Supplied material:
* START *
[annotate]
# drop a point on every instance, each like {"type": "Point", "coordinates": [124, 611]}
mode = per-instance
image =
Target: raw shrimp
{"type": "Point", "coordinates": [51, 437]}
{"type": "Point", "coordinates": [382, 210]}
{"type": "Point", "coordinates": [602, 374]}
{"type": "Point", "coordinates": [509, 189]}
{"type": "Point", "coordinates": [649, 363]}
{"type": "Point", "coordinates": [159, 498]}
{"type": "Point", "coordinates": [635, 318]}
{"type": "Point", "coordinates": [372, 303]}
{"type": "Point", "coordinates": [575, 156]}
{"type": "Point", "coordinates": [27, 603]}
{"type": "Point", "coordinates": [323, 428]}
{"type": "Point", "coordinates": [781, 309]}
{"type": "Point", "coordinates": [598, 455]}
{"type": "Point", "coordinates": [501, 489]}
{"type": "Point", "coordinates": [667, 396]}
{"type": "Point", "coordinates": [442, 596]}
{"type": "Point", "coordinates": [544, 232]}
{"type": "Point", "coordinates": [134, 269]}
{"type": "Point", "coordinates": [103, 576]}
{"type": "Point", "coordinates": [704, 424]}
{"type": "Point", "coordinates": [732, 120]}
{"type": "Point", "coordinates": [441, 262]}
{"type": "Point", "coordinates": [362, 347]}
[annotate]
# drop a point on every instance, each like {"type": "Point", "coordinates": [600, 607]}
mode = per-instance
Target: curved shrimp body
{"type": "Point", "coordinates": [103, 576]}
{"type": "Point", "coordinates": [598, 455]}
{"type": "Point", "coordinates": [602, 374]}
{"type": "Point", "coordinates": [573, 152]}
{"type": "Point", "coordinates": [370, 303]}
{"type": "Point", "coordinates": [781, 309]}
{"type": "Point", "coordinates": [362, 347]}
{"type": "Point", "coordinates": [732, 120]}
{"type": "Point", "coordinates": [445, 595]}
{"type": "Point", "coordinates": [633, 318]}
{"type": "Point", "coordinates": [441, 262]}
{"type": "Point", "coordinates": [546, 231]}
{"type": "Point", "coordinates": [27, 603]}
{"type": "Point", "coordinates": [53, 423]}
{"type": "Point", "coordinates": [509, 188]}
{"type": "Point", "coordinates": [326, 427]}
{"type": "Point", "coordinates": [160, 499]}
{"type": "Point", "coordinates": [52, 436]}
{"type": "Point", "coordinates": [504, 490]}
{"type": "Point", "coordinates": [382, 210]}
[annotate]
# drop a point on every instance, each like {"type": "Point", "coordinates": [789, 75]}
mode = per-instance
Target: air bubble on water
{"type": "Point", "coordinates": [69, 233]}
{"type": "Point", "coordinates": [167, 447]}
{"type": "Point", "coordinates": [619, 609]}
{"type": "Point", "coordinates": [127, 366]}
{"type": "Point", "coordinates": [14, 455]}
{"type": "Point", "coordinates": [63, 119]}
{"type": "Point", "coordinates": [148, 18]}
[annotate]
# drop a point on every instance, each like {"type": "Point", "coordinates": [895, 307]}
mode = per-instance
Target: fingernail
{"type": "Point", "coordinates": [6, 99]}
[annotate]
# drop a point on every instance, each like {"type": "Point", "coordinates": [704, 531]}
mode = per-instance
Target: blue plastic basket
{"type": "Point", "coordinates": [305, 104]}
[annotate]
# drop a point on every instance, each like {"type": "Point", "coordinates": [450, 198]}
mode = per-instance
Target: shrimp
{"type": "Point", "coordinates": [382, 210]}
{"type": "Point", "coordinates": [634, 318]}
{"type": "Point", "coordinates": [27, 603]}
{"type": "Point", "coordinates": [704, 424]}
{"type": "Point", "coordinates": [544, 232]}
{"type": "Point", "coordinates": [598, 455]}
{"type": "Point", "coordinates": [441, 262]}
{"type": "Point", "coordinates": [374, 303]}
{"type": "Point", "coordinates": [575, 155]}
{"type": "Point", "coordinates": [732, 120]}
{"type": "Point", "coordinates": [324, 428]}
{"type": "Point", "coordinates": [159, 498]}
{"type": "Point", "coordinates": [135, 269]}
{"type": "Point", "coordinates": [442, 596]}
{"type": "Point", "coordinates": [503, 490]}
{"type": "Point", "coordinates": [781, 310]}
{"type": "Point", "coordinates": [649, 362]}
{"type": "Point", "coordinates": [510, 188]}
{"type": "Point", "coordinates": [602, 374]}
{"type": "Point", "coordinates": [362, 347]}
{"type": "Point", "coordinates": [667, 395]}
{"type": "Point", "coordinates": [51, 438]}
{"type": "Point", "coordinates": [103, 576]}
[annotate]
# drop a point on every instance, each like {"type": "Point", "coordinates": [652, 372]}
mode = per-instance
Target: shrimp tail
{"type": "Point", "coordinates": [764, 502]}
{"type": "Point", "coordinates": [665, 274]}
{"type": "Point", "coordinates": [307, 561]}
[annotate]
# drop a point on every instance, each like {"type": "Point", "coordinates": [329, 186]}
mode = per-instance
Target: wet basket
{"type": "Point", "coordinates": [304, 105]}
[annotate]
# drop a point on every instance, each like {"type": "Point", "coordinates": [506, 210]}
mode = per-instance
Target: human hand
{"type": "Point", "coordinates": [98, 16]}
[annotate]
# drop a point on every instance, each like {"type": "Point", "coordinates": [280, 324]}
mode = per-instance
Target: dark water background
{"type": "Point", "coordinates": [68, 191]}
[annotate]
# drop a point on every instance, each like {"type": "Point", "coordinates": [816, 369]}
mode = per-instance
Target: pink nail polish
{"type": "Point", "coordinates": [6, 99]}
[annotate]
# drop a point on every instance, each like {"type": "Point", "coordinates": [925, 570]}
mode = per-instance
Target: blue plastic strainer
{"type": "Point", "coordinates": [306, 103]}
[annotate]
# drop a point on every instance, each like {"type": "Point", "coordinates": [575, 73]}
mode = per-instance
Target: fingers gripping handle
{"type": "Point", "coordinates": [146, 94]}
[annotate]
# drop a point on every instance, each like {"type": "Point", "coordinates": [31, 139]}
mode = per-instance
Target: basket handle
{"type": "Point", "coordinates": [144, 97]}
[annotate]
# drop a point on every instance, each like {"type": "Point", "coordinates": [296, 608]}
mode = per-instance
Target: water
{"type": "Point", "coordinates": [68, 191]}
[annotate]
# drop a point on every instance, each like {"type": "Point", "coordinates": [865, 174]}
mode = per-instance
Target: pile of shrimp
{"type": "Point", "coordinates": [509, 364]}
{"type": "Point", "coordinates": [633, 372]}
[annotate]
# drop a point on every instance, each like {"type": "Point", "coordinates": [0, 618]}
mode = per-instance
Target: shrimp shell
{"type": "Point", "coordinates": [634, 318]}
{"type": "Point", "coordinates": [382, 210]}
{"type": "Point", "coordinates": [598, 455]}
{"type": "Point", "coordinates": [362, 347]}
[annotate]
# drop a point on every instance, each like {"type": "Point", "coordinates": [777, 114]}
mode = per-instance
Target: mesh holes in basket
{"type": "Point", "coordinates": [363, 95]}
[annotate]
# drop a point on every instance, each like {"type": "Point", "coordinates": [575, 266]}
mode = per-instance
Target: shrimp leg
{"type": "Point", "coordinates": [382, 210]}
* END *
Work instructions: Copy every line exactly. Leave nothing out.

Answer to the task:
[annotate]
# drop a point on every instance, each like {"type": "Point", "coordinates": [124, 611]}
mode = per-instance
image =
Target: raw shrimp
{"type": "Point", "coordinates": [51, 437]}
{"type": "Point", "coordinates": [382, 210]}
{"type": "Point", "coordinates": [602, 374]}
{"type": "Point", "coordinates": [509, 189]}
{"type": "Point", "coordinates": [649, 363]}
{"type": "Point", "coordinates": [159, 498]}
{"type": "Point", "coordinates": [635, 318]}
{"type": "Point", "coordinates": [372, 303]}
{"type": "Point", "coordinates": [575, 156]}
{"type": "Point", "coordinates": [27, 603]}
{"type": "Point", "coordinates": [323, 428]}
{"type": "Point", "coordinates": [781, 309]}
{"type": "Point", "coordinates": [598, 455]}
{"type": "Point", "coordinates": [501, 489]}
{"type": "Point", "coordinates": [667, 396]}
{"type": "Point", "coordinates": [442, 596]}
{"type": "Point", "coordinates": [544, 232]}
{"type": "Point", "coordinates": [134, 269]}
{"type": "Point", "coordinates": [103, 576]}
{"type": "Point", "coordinates": [704, 424]}
{"type": "Point", "coordinates": [732, 120]}
{"type": "Point", "coordinates": [441, 262]}
{"type": "Point", "coordinates": [362, 347]}
[annotate]
# drop a point on every instance, each like {"type": "Point", "coordinates": [600, 607]}
mode = per-instance
Target: curved shrimp body
{"type": "Point", "coordinates": [103, 576]}
{"type": "Point", "coordinates": [598, 455]}
{"type": "Point", "coordinates": [602, 374]}
{"type": "Point", "coordinates": [573, 152]}
{"type": "Point", "coordinates": [370, 303]}
{"type": "Point", "coordinates": [781, 309]}
{"type": "Point", "coordinates": [362, 347]}
{"type": "Point", "coordinates": [732, 120]}
{"type": "Point", "coordinates": [445, 595]}
{"type": "Point", "coordinates": [633, 318]}
{"type": "Point", "coordinates": [441, 262]}
{"type": "Point", "coordinates": [546, 231]}
{"type": "Point", "coordinates": [27, 603]}
{"type": "Point", "coordinates": [53, 423]}
{"type": "Point", "coordinates": [509, 188]}
{"type": "Point", "coordinates": [326, 427]}
{"type": "Point", "coordinates": [160, 499]}
{"type": "Point", "coordinates": [52, 436]}
{"type": "Point", "coordinates": [504, 490]}
{"type": "Point", "coordinates": [382, 210]}
[annotate]
# drop a point on every instance, each like {"type": "Point", "coordinates": [789, 75]}
mode = per-instance
Target: air bubble on water
{"type": "Point", "coordinates": [69, 233]}
{"type": "Point", "coordinates": [167, 447]}
{"type": "Point", "coordinates": [619, 609]}
{"type": "Point", "coordinates": [127, 366]}
{"type": "Point", "coordinates": [14, 455]}
{"type": "Point", "coordinates": [63, 119]}
{"type": "Point", "coordinates": [148, 18]}
[annotate]
# drop a point on every instance, each like {"type": "Point", "coordinates": [895, 307]}
mode = per-instance
Target: fingernail
{"type": "Point", "coordinates": [6, 99]}
[annotate]
# drop a point on every instance, each like {"type": "Point", "coordinates": [704, 531]}
mode = per-instance
Target: blue plastic basket
{"type": "Point", "coordinates": [305, 104]}
[annotate]
# drop a point on every instance, each like {"type": "Point", "coordinates": [450, 198]}
mode = per-instance
Target: shrimp
{"type": "Point", "coordinates": [382, 210]}
{"type": "Point", "coordinates": [634, 318]}
{"type": "Point", "coordinates": [27, 603]}
{"type": "Point", "coordinates": [704, 424]}
{"type": "Point", "coordinates": [544, 232]}
{"type": "Point", "coordinates": [598, 455]}
{"type": "Point", "coordinates": [441, 262]}
{"type": "Point", "coordinates": [374, 303]}
{"type": "Point", "coordinates": [575, 155]}
{"type": "Point", "coordinates": [732, 120]}
{"type": "Point", "coordinates": [324, 428]}
{"type": "Point", "coordinates": [159, 498]}
{"type": "Point", "coordinates": [135, 269]}
{"type": "Point", "coordinates": [442, 596]}
{"type": "Point", "coordinates": [503, 490]}
{"type": "Point", "coordinates": [781, 310]}
{"type": "Point", "coordinates": [649, 362]}
{"type": "Point", "coordinates": [510, 188]}
{"type": "Point", "coordinates": [602, 374]}
{"type": "Point", "coordinates": [362, 347]}
{"type": "Point", "coordinates": [667, 395]}
{"type": "Point", "coordinates": [51, 438]}
{"type": "Point", "coordinates": [103, 576]}
[annotate]
# drop a point on every instance, each like {"type": "Point", "coordinates": [652, 372]}
mode = per-instance
Target: shrimp tail
{"type": "Point", "coordinates": [764, 502]}
{"type": "Point", "coordinates": [665, 274]}
{"type": "Point", "coordinates": [307, 561]}
[annotate]
# drop a point on every instance, each like {"type": "Point", "coordinates": [329, 186]}
mode = per-instance
Target: wet basket
{"type": "Point", "coordinates": [304, 105]}
[annotate]
# drop a point on every instance, each like {"type": "Point", "coordinates": [506, 210]}
mode = per-instance
Target: human hand
{"type": "Point", "coordinates": [98, 16]}
[annotate]
# drop a point on every instance, each like {"type": "Point", "coordinates": [280, 324]}
mode = per-instance
Target: dark water background
{"type": "Point", "coordinates": [68, 191]}
[annotate]
# drop a point on every instance, each like {"type": "Point", "coordinates": [816, 369]}
mode = per-instance
Target: pink nail polish
{"type": "Point", "coordinates": [6, 99]}
[annotate]
# drop a point on every instance, each like {"type": "Point", "coordinates": [925, 570]}
mode = per-instance
Target: blue plastic strainer
{"type": "Point", "coordinates": [306, 103]}
[annotate]
# drop a point on every instance, each like {"type": "Point", "coordinates": [575, 73]}
mode = per-instance
Target: fingers gripping handle
{"type": "Point", "coordinates": [146, 94]}
[annotate]
# drop a point on every instance, each like {"type": "Point", "coordinates": [31, 139]}
mode = per-instance
Target: basket handle
{"type": "Point", "coordinates": [144, 97]}
[annotate]
# drop a point on every instance, each like {"type": "Point", "coordinates": [296, 608]}
mode = per-instance
Target: water
{"type": "Point", "coordinates": [68, 191]}
[annotate]
# drop a point on every instance, each like {"type": "Point", "coordinates": [865, 174]}
mode = per-instance
Target: pile of shrimp
{"type": "Point", "coordinates": [509, 364]}
{"type": "Point", "coordinates": [633, 372]}
[annotate]
# drop a point on every instance, each like {"type": "Point", "coordinates": [0, 618]}
mode = per-instance
Target: shrimp shell
{"type": "Point", "coordinates": [634, 318]}
{"type": "Point", "coordinates": [382, 210]}
{"type": "Point", "coordinates": [598, 455]}
{"type": "Point", "coordinates": [362, 347]}
[annotate]
# drop a point on every instance, each like {"type": "Point", "coordinates": [777, 114]}
mode = per-instance
Target: mesh holes in basket
{"type": "Point", "coordinates": [363, 95]}
[annotate]
# drop a point on every instance, each like {"type": "Point", "coordinates": [575, 266]}
mode = per-instance
Target: shrimp leg
{"type": "Point", "coordinates": [382, 210]}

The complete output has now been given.